— Start of MATERIAL FOR THIS TASK —
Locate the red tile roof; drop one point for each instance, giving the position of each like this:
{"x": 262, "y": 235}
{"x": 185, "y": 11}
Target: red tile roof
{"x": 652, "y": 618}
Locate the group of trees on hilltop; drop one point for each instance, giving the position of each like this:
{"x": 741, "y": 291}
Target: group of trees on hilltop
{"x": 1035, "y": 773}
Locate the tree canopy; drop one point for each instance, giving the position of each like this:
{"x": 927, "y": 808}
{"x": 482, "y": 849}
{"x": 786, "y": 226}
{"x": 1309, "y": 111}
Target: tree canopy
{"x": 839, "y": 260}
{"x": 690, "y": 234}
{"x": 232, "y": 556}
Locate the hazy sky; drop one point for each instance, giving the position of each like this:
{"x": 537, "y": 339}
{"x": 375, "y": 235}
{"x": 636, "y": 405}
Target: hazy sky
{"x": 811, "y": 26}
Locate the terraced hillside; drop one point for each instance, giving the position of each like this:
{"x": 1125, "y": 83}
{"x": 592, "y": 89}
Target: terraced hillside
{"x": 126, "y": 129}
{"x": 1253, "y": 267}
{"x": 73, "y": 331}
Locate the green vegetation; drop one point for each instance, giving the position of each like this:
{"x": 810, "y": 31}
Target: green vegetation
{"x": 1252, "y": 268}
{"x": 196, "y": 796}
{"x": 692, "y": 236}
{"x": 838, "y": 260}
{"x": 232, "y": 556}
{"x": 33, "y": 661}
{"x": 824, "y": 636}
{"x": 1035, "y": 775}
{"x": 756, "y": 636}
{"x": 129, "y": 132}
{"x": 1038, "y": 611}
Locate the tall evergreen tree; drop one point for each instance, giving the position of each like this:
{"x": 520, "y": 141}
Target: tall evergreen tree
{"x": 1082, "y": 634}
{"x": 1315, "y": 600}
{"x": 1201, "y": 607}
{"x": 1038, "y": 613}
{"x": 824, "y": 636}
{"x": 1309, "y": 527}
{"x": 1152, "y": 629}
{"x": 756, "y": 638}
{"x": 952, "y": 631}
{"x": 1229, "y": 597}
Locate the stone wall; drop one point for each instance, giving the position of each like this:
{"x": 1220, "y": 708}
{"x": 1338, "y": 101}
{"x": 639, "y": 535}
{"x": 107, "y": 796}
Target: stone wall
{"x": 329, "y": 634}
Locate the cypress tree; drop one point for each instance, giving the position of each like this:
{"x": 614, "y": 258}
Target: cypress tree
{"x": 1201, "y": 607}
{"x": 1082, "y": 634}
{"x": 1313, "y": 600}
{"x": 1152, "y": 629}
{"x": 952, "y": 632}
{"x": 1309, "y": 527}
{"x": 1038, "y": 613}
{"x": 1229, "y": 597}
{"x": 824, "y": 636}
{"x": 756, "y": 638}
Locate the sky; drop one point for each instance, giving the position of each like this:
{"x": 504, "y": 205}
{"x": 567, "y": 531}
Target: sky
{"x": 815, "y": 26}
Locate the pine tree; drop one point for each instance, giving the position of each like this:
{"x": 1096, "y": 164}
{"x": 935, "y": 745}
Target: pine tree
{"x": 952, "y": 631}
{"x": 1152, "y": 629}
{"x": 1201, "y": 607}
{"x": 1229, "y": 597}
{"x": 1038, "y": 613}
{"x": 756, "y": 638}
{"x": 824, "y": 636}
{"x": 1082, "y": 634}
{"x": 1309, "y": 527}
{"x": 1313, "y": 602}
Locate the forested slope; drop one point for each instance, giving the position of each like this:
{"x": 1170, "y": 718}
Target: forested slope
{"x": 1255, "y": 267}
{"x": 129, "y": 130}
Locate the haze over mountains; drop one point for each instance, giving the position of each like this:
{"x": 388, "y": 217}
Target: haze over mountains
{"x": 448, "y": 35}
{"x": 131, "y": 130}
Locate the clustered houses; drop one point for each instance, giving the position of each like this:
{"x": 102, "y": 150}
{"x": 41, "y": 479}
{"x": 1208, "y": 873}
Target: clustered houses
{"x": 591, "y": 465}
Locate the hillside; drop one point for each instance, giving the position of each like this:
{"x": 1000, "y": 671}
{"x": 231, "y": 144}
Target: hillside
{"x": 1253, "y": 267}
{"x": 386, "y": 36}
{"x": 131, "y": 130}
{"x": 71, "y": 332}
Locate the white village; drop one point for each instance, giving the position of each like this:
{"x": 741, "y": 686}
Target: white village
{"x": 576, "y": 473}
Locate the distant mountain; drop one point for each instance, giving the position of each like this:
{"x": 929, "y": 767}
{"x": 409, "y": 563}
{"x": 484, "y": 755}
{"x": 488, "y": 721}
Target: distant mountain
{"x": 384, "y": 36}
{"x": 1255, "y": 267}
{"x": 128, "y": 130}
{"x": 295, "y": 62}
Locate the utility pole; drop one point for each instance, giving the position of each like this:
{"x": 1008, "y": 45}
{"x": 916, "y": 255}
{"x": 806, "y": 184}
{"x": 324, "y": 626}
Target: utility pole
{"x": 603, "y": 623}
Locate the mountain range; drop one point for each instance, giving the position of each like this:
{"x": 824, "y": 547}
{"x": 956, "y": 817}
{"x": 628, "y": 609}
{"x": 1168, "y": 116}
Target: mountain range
— End of MATERIAL FOR THIS TASK —
**TASK DETAILS:**
All of the entries above must be quoted exactly.

**FINAL RESULT:**
Locate the red tile roof; drop one point for each instance, giving the position of each like this:
{"x": 262, "y": 235}
{"x": 185, "y": 11}
Target: red tile roof
{"x": 652, "y": 618}
Locate the group of trees on hilltop; drop one point for each instance, giving the position of each like this:
{"x": 741, "y": 291}
Target: group of trees on hilltop
{"x": 1035, "y": 773}
Locate the tree canopy; drop one point for each instance, giving the position of each like this:
{"x": 927, "y": 808}
{"x": 482, "y": 849}
{"x": 786, "y": 226}
{"x": 1309, "y": 111}
Target: tree canopy
{"x": 839, "y": 260}
{"x": 690, "y": 234}
{"x": 232, "y": 556}
Locate the hazy sky; drop one point for each instance, giving the position of each like this:
{"x": 537, "y": 339}
{"x": 375, "y": 235}
{"x": 636, "y": 405}
Target: hazy sky
{"x": 811, "y": 26}
Locate the terraced hillside; drop one point for each instance, giving the position of each like this:
{"x": 1125, "y": 83}
{"x": 592, "y": 89}
Target: terraced hillside
{"x": 126, "y": 129}
{"x": 1253, "y": 267}
{"x": 73, "y": 331}
Locate the green vegetation; drop one point for each instance, giving the position of each like this:
{"x": 810, "y": 31}
Target: green vegetation
{"x": 1252, "y": 268}
{"x": 196, "y": 796}
{"x": 692, "y": 236}
{"x": 838, "y": 260}
{"x": 232, "y": 556}
{"x": 33, "y": 661}
{"x": 824, "y": 636}
{"x": 1035, "y": 775}
{"x": 756, "y": 636}
{"x": 129, "y": 132}
{"x": 1038, "y": 611}
Locate the tall evergreen tree; drop one point for each instance, giving the position of each like this:
{"x": 520, "y": 141}
Target: tall evergreen tree
{"x": 1082, "y": 634}
{"x": 1315, "y": 600}
{"x": 1201, "y": 607}
{"x": 1038, "y": 613}
{"x": 824, "y": 636}
{"x": 1309, "y": 527}
{"x": 1152, "y": 629}
{"x": 756, "y": 638}
{"x": 952, "y": 631}
{"x": 1229, "y": 597}
Locate the stone wall; drop one point for each instance, giving the position of each like this:
{"x": 1220, "y": 708}
{"x": 1338, "y": 101}
{"x": 639, "y": 535}
{"x": 107, "y": 796}
Target: stone wall
{"x": 329, "y": 634}
Locate the cypress tree; drop one point for each instance, giving the position of each like this:
{"x": 614, "y": 258}
Target: cypress tree
{"x": 1201, "y": 607}
{"x": 1082, "y": 634}
{"x": 1313, "y": 600}
{"x": 1152, "y": 629}
{"x": 952, "y": 632}
{"x": 1309, "y": 527}
{"x": 1038, "y": 613}
{"x": 1229, "y": 597}
{"x": 824, "y": 636}
{"x": 756, "y": 638}
Locate the sky; drop one point for each instance, giving the position of each like this:
{"x": 504, "y": 205}
{"x": 567, "y": 531}
Target: sky
{"x": 815, "y": 26}
Locate the pine tree; drop one point for each instance, giving the position of each like this:
{"x": 1096, "y": 164}
{"x": 935, "y": 745}
Target: pine tree
{"x": 952, "y": 631}
{"x": 1152, "y": 629}
{"x": 1201, "y": 607}
{"x": 1229, "y": 597}
{"x": 1038, "y": 613}
{"x": 756, "y": 638}
{"x": 824, "y": 636}
{"x": 1082, "y": 634}
{"x": 1309, "y": 527}
{"x": 1313, "y": 602}
Locate the forested slope; drop one point for each instance, giving the position of each like this:
{"x": 1170, "y": 718}
Target: forested slope
{"x": 1255, "y": 267}
{"x": 129, "y": 130}
Locate the haze over mountains; drop one point for each instance, giving the position of each like this:
{"x": 388, "y": 217}
Target: haze over mountains
{"x": 448, "y": 35}
{"x": 131, "y": 130}
Locate the clustered houses; drop one point for each instance, giving the position of each like this:
{"x": 102, "y": 150}
{"x": 41, "y": 479}
{"x": 1208, "y": 873}
Target: clustered houses
{"x": 591, "y": 465}
Locate the hillside; drop one point for each instance, giving the position of each like this:
{"x": 1000, "y": 671}
{"x": 231, "y": 144}
Target: hillside
{"x": 1253, "y": 267}
{"x": 386, "y": 36}
{"x": 131, "y": 130}
{"x": 71, "y": 332}
Locate the white village; drop one point for each instance, giving the position of each like this:
{"x": 741, "y": 686}
Target: white village
{"x": 576, "y": 473}
Locate the distant mountain; drop one point for each instance, giving the position of each like this:
{"x": 929, "y": 767}
{"x": 409, "y": 563}
{"x": 484, "y": 755}
{"x": 488, "y": 721}
Target: distant mountain
{"x": 384, "y": 36}
{"x": 1255, "y": 267}
{"x": 128, "y": 130}
{"x": 295, "y": 62}
Locate the utility pole; drop one point for each instance, giving the position of each like this:
{"x": 1008, "y": 45}
{"x": 916, "y": 255}
{"x": 806, "y": 184}
{"x": 324, "y": 626}
Target: utility pole
{"x": 603, "y": 623}
Locate the mountain range; drop one point for each instance, giving the position of each like this:
{"x": 824, "y": 547}
{"x": 956, "y": 817}
{"x": 628, "y": 609}
{"x": 1168, "y": 116}
Target: mountain range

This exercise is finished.